_SELECTION:_
■ ■ ■ ■ ■

The schema defines what queries clients can make, the types of data they can fetch, and how they can interact with it.
- Queries: Queries are requests to read or fetch data.
They’re analogous to the ‘GET’ method in REST, allowing clients to specify exactly what data they need.
- Mutations: Mutations in GraphQL are used to modify server-side data.
They are similar to the ‘POST’, ‘PUT’, and ‘DELETE’ methods in REST.
Mutations change data and return the new data to the client.
Common Use Cases of GraphQL
GraphQL can be used wherever a client needs to fetch data efficiently. Some common use cases are:
- Single-Page Applications (SPAs): SPAs can make complex queries to a backend server, and GraphQL allows the client to tailor requests only to fetch what’s needed.
- Mobile Applications: Similar to SPAs, mobile applications can also take advantage of GraphQL’s efficient data loading to reduce network costs and improve performance.
- Microservices Architecture: GraphQL can be used as a gateway to aggregate data from different microservices, presenting clients with a unified API.
- Real-time Data Updates: With the concept of GraphQL subscriptions, real-time data updates can be handled efficiently.
- Third-party APIs: Companies can offer a GraphQL API as an alternative to a REST API for third-party developers, providing them with more flexibility and efficiency in data retrieval.
GraphQL offers a more efficient data-fetching mechanism as a powerful alternative to REST, leading to improved performance and better usage of network resources.
It is strong typing and introspective nature enable excellent developer tooling and improved developer experience.
GraphQL vs Rest API: Explain Like I Am 5
Imagine you’re a chef (the client) and want to make a fancy dish for your customers (the users). Now, you need ingredients (data) from the grocery store (the server).
In the world of APIs, there are two main ways to get these ingredients: REST and GraphQL.
If REST is your shopping method, you’d have to go to different sections of the store to get each ingredient.
Need eggs? Go to the dairy section. Need flour? Go to the baking aisle. This could result in several trips back and forth.
But what if you could simply hand over your shopping list to the store clerk (GraphQL) and get everything you need in a single trip?
That’s what GraphQL allows you to do.
It helps to reduce your time and effort by only fetching the specific ingredients you need.
It’s efficient and could save you from the trouble of over-fetching (buying more than you need) or under-fetching (forgetting to buy some things).
Comparative Analysis: GraphQL vs REST API Performance
Performance is a key metric when evaluating any technology, and APIs are no exception. Let’s delve deep into comparing the performance aspects of GraphQL and REST APIs.
Data Fetching: Over-fetching and Under-fetching in REST vs Efficient Data Fetching in GraphQL
One of the main advantages of GraphQL over REST is its efficiency in data fetching.
GraphQL allows the client to request exactly what it needs, which can lead to fewer bytes being transferred over the network and potentially faster response times.
A common issue with REST APIs is the over-fetching and under-fetching of data. Over-fetching occurs when the client downloads more information than it needs, resulting in unnecessary data transfer and slower performance.

■ ■ ■ ■ ■

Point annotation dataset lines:
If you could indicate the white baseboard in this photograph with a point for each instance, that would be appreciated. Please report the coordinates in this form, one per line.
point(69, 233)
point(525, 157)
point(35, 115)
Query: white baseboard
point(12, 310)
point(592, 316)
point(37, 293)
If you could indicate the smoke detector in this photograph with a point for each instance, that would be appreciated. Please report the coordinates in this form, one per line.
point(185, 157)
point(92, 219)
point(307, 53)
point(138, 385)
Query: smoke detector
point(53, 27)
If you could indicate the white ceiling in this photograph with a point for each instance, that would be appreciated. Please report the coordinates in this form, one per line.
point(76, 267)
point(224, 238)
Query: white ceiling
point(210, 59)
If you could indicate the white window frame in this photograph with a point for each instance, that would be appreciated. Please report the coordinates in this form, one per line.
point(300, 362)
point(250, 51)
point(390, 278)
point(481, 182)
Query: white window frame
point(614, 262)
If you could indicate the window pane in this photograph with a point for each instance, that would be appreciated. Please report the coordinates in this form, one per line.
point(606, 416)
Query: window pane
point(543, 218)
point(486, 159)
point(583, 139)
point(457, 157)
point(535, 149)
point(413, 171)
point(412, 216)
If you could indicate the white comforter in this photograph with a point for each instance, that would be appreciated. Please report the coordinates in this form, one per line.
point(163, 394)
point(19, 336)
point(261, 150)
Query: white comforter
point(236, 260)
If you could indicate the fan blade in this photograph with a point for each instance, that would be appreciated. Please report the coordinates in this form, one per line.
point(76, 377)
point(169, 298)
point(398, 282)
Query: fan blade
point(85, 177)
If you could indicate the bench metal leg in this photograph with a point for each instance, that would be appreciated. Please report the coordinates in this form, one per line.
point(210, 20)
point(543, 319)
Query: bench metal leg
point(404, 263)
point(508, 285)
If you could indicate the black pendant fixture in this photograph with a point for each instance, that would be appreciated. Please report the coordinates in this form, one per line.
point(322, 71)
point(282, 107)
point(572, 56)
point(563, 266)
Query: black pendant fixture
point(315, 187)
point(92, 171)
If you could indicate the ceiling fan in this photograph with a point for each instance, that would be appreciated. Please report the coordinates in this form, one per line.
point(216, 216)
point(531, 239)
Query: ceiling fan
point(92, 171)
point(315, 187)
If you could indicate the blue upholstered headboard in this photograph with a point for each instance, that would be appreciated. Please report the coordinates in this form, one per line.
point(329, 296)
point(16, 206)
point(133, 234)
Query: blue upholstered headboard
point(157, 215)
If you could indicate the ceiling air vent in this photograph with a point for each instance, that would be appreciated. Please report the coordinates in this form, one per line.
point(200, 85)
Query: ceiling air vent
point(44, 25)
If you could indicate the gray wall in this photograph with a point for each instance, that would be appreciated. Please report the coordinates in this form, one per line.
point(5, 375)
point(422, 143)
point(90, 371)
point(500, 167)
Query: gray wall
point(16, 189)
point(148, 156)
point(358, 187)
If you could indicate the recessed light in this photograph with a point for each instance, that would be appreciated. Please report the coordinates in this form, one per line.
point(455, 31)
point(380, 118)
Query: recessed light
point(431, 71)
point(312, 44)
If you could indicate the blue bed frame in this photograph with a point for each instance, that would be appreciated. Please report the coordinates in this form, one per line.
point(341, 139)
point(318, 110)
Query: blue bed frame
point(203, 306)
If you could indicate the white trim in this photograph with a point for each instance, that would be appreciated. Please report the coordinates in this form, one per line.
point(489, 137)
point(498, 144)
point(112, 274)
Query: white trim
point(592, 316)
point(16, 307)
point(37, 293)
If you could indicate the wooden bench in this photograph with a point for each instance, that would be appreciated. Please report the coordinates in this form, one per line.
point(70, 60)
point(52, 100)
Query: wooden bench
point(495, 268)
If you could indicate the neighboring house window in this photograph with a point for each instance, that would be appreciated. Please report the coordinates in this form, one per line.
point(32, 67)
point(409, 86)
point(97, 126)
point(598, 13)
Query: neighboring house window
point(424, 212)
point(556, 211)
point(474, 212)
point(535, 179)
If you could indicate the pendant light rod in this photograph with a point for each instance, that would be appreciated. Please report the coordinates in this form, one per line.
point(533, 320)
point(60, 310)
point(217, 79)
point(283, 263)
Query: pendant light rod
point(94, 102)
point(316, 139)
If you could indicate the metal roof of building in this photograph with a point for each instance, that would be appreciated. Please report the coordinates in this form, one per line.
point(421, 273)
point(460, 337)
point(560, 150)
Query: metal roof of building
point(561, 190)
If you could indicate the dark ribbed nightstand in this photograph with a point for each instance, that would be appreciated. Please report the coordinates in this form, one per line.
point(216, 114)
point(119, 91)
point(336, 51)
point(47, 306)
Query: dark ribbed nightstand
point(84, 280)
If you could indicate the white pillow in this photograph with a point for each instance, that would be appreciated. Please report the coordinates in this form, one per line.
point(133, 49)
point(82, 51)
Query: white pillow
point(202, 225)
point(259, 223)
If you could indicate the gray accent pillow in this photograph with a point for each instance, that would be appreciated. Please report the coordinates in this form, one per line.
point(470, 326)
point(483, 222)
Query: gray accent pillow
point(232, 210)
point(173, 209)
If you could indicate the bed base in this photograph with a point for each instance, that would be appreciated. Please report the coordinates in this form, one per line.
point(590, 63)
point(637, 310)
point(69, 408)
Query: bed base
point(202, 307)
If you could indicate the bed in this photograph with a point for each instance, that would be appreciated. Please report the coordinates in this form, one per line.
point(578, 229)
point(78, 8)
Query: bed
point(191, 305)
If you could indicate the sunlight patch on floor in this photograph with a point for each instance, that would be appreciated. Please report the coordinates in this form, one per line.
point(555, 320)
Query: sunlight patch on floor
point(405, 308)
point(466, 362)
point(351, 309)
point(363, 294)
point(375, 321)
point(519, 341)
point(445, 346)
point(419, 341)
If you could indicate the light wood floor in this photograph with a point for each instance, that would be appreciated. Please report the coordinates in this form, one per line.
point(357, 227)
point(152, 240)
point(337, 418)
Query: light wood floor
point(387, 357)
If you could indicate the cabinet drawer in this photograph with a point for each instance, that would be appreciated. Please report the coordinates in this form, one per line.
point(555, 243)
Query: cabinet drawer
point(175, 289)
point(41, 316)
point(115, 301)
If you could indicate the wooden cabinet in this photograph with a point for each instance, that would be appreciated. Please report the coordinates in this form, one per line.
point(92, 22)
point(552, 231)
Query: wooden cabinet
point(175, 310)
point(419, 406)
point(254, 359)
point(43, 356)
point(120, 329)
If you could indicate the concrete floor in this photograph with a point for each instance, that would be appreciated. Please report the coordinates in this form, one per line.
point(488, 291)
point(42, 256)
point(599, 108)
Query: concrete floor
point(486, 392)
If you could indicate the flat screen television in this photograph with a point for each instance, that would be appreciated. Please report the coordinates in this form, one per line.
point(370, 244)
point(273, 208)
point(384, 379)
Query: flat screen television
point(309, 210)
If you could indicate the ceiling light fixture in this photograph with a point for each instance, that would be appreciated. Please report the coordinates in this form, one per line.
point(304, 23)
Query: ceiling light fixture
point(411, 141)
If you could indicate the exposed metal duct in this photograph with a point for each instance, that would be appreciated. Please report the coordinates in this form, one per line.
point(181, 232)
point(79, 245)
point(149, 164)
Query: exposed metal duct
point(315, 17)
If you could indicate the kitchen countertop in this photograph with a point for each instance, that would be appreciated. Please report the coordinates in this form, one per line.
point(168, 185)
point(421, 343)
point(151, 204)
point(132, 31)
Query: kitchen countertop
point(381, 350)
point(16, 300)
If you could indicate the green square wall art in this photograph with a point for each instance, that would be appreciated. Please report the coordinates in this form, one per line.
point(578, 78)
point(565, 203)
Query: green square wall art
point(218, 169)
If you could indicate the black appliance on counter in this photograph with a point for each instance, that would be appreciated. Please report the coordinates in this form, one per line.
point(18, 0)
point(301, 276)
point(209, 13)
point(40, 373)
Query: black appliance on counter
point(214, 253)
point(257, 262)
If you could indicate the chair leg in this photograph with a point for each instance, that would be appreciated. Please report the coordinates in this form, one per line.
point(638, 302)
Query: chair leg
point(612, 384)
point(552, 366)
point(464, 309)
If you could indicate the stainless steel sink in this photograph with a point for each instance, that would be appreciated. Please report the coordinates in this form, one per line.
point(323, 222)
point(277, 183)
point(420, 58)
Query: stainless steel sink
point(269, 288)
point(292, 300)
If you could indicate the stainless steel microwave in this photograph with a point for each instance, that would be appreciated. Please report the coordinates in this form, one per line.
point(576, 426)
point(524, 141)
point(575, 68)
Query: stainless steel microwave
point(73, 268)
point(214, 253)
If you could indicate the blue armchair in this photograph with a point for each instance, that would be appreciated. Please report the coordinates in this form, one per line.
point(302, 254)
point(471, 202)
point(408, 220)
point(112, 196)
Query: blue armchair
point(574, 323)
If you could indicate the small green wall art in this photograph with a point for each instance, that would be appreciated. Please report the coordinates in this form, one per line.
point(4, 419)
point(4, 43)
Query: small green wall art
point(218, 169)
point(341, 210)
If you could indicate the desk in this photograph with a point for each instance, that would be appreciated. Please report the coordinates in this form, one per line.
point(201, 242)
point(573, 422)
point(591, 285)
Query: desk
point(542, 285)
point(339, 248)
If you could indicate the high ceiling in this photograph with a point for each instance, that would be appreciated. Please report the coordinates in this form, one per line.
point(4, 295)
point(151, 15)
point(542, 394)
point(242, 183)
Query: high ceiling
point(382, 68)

■ ■ ■ ■ ■

_TASKS:_
a - In the GraphQL text above, what makes letting the client request exactly what it needs a potential speed gain? Answer in one to three sentences.
b - Please repeat everything in the GraphQL text from "- Third-party APIs: Companies" down to "store (the server).".
c - Carry the GraphQL text forward from the point where it stops.

_EXERCISE RESULTS:_
a - When the client asks only for the data it needs, fewer bytes are transferred over the network. That can lead to faster response times.

b -
- Third-party APIs: Companies can offer a GraphQL API as an alternative to a REST API for third-party developers, providing them with more flexibility and efficiency in data retrieval.
GraphQL offers a more efficient data-fetching mechanism as a powerful alternative to REST, leading to improved performance and better usage of network resources.
It is strong typing and introspective nature enable excellent developer tooling and improved developer experience.
GraphQL vs Rest API: Explain Like I Am 5
Imagine you’re a chef (the client) and want to make a fancy dish for your customers (the users). Now, you need ingredients (data) from the grocery store (the server).

c -
On the other hand, under-fetching occurs when a single endpoint doesn’t provide enough information, forcing the client to make multiple requests, which can also slow down performance.
In contrast, GraphQL eliminates these issues by allowing clients to specify exactly what data they need.
This can make the responses faster and use less network bandwidth. (source)
Speed and Performance: REST vs GraphQL
The speed of REST and GraphQL APIs heavily depends on the specifics of their implementation, including the efficiency of the database queries, the server’s power, the network’s latency, and more.
In general, GraphQL can potentially have an edge due to its efficiency in data fetching.
But if poorly designed, GraphQL can also lead to inefficient database queries or large payloads, slowing down performance.
REST has a predictable performance pattern – each endpoint corresponds to a specific database query.
It’s easier to optimise the performance at the level of individual endpoints, but the performance can degrade when multiple round trips are required.
GraphQL, on the other hand, can have varying performance depending on the complexity of the query.
For simple queries, GraphQL’s performance can be on par with REST.
But for complex queries, if not properly optimized, GraphQL’s performance can degrade due to the need to resolve multiple fields, especially if these fields require database access. (source)
REST APIs have built-in HTTP caching mechanisms that can boost performance by storing responses in cache and reusing them for subsequent requests.
GraphQL, by default, doesn’t benefit from HTTP caching mechanisms due to the way it handles requests. However, solutions like persisted queries, client-side caching (like Apollo Client), or application-level caching can be used to implement effective caching with GraphQL.
In conclusion, the performance of both GraphQL and REST APIs depends largely on the specifics of their implementation and the use case at hand.
However, GraphQL’s efficiency in data fetching can potentially give it an edge in many scenarios.
Still, careful design and optimization are crucial to ensure good performance in both cases.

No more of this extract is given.